PROVIDED TEXT –

DOM Level 2 Core

As mentioned in Chapter 12, DOM Level 2 introduced the createDocument() method of document.implementation. You may recall that it's possible to create a blank XML document using the following syntax:

let xmldom = document.implementation.createDocument(namespaceUri, root, doctype); 

When dealing with XML in JavaScript, the root argument is typically the only one that is used because this defines the tag name of the XML DOM's document element. The namespaceUri argument is used sparingly because namespaces are difficult to manage from JavaScript. The doctype argument is rarely, if ever, used.

To create a new XML document with document element of <root>, you can use the following code:

let xmldom = document.implementation.createDocument("", "root", null);
      
console.log(xmldom.documentElement.tagName); // "root"
      
let child = xmldom.createElement("child");
xmldom.documentElement.appendChild(child);

This example creates an XML DOM document with no default namespace and no doctype. Note that even though a namespace and doctype aren't needed, the arguments must still be passed in. An empty string is passed as the namespace URI so that no namespace is applied, and null is passed as the doctype. The xmldom variable contains an instance of the DOM Level 2 Document type, complete with all of the DOM methods and properties discussed in Chapter 12. In this example, the document element's tag name is displayed and then a new child element is created and added.

You can check to see if DOM Level 2 XML support is enabled in a browser by using the following line of code:

let hasXmlDom = document.implementation.hasFeature("XML", "2.0");

In practice, it is rare to create an XML document from scratch and then build it up systematically using DOM methods. It is much more likely that an XML document needs to be parsed into a DOM structure, or vice versa. Because DOM Level 2 didn't provide for such functionality, a couple of de facto standards emerged.

RECORD EXTRACTS –
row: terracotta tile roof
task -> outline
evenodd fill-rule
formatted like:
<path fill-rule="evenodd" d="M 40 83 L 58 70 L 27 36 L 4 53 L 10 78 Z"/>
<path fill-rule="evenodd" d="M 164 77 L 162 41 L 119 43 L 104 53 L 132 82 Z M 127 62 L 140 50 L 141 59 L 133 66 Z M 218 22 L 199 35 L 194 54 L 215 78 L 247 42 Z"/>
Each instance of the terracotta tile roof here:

WHAT YOU NEED TO DO –
A. According to the DOM Level 2 Core text, which argument of createDocument() is typically the only one used when working with XML in JavaScript?
B. Quote the stretch of the DOM Level 2 Core text from "DOM Level 2 Core" through "if ever, used.".

EXERCISE RESULTS –
A. The root argument.

B.
DOM Level 2 Core

As mentioned in Chapter 12, DOM Level 2 introduced the createDocument() method of document.implementation. You may recall that it's possible to create a blank XML document using the following syntax:

let xmldom = document.implementation.createDocument(namespaceUri, root, doctype); 

When dealing with XML in JavaScript, the root argument is typically the only one that is used because this defines the tag name of the XML DOM's document element. The namespaceUri argument is used sparingly because namespaces are difficult to manage from JavaScript. The doctype argument is rarely, if ever, used.